» **Text excerpt**:
--- START ---
Catherine M. Kelly, M.D., from the Sunnybrook Health Sciences Centre in Toronto, and colleagues analyzed data from 2,430 elderly women (66 years or older) with breast cancer who were treated with tamoxifen and a single selective serotonin reuptake inhibitor, most commonly paroxetine, between 1993 and 2005.

The researchers found that 15.4 percent of patients died of breast cancer during a mean follow-up of 2.38 years. After adjusting for several factors, overlapping treatment with tamoxifen and paroxetine was associated with a higher risk of death from breast cancer, and a greater extent of overlap was associated with a greater risk of death. For the median overlap of 41 percent, the authors estimated that there would be one additional breast cancer death for every 19.7 patients within five years of stopping tamoxifen treatment.
--- END ---
» **Task requirements**:
a – Update everything in the tamoxifen study text from "Catherine M. Kelly, M.D., from" down to "stopping tamoxifen treatment.", swapping "paroxetine" for "fluoxetine".
b – According to the tamoxifen study text, what percentage of patients died of breast cancer during the mean follow-up?

» **Supplied entries**:
--- START ---
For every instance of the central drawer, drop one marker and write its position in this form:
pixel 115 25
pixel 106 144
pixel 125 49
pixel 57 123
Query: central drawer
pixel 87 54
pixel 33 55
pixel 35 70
--- END ---
» **Answer set**:
a –
Catherine M. Kelly, M.D., from the Sunnybrook Health Sciences Centre in Toronto, and colleagues analyzed data from 2,430 elderly women (66 years or older) with breast cancer who were treated with tamoxifen and a single selective serotonin reuptake inhibitor, most commonly fluoxetine, between 1993 and 2005.

The researchers found that 15.4 percent of patients died of breast cancer during a mean follow-up of 2.38 years. After adjusting for several factors, overlapping treatment with tamoxifen and fluoxetine was associated with a higher risk of death from breast cancer, and a greater extent of overlap was associated with a greater risk of death. For the median overlap of 41 percent, the authors estimated that there would be one additional breast cancer death for every 19.7 patients within five years of stopping tamoxifen treatment.

b – 15.4 percent